● Problem details:
Your job is to copy the lines from the material that include "shirt".

● Provided records:

+ + +

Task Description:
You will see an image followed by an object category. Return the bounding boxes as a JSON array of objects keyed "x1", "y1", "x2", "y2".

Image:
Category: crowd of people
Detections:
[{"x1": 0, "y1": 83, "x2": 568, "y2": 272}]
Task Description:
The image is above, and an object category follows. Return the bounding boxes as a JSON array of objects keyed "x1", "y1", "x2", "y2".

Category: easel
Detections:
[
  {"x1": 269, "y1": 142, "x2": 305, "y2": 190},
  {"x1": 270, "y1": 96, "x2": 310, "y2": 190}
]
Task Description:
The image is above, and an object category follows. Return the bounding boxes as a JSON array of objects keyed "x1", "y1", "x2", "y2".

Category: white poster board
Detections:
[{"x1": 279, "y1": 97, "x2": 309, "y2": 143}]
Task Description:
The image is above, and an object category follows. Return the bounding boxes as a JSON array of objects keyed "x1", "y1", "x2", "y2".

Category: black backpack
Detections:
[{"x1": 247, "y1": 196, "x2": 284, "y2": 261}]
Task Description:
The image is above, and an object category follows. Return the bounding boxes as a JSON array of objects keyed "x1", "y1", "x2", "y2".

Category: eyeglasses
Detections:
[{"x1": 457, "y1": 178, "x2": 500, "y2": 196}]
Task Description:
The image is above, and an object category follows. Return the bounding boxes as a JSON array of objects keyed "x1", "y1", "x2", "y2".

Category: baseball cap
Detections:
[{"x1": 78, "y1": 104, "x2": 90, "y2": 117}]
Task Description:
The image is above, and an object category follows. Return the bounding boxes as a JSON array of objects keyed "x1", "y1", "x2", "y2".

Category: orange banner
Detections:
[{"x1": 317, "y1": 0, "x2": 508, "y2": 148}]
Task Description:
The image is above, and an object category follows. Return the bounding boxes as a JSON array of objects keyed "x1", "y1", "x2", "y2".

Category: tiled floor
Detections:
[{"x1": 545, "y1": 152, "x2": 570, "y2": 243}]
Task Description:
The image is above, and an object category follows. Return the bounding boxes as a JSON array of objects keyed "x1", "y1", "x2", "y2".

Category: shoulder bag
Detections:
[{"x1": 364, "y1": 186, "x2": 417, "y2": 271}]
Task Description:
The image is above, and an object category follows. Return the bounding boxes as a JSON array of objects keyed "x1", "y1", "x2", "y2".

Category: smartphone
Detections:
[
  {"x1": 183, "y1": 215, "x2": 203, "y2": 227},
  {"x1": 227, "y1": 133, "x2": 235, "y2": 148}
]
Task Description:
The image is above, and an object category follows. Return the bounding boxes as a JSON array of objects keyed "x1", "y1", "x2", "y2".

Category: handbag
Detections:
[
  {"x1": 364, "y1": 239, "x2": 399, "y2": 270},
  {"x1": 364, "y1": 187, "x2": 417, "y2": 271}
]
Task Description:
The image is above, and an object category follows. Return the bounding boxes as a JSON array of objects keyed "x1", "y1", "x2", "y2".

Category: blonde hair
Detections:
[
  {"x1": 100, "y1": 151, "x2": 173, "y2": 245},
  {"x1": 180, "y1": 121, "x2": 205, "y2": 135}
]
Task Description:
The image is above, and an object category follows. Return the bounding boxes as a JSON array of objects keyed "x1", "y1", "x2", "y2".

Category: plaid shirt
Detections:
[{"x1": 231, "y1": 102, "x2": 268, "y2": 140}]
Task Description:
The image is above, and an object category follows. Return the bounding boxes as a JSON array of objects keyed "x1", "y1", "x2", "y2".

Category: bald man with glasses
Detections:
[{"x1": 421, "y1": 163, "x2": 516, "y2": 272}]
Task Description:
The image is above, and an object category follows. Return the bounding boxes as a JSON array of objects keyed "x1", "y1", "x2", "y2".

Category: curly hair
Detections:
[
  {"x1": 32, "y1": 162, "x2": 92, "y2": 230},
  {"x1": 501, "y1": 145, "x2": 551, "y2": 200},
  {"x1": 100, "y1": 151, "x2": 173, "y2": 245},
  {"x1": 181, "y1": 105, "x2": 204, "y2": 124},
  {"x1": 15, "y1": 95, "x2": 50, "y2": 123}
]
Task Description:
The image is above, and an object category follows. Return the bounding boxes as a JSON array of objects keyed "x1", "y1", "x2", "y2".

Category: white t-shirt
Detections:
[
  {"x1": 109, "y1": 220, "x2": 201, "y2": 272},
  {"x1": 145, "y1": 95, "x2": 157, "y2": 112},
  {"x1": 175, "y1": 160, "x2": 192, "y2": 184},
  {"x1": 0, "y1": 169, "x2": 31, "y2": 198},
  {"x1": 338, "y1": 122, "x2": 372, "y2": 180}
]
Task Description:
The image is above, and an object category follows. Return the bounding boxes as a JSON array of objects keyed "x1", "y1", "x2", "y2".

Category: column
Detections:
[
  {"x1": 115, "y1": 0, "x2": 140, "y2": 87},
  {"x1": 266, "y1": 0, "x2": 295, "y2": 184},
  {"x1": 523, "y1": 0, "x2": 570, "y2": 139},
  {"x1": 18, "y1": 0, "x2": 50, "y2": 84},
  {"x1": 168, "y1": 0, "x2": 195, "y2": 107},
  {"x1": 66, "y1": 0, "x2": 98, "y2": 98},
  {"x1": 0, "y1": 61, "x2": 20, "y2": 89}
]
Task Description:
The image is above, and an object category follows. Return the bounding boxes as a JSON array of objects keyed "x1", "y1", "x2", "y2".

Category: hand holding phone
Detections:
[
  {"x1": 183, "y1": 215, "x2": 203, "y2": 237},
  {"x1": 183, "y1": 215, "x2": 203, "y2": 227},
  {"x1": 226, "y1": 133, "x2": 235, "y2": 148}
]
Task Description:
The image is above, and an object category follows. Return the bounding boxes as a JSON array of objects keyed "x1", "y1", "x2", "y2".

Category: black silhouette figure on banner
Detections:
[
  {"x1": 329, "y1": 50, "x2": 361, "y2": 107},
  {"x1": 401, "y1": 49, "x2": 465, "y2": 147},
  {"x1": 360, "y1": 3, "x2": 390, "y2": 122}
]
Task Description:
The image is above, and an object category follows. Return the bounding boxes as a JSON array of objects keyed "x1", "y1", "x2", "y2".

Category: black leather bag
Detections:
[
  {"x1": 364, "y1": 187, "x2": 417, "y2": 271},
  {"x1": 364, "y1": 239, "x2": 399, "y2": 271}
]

+ + +

● Response box:
Category: plaid shirt
Category: white t-shirt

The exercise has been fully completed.